═════ Data for processing
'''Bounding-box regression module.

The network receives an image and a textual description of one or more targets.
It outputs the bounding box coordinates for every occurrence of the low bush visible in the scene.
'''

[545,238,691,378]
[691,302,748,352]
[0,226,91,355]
══════════
*Problem to work on*: Using the records above, output exactly the lines from the first through the line that contains "It outputs the", with both of those included.

*Exercise response*:
'''Bounding-box regression module.

The network receives an image and a textual description of one or more targets.
It outputs the bounding box coordinates for every occurrence of the low bush visible in the scene.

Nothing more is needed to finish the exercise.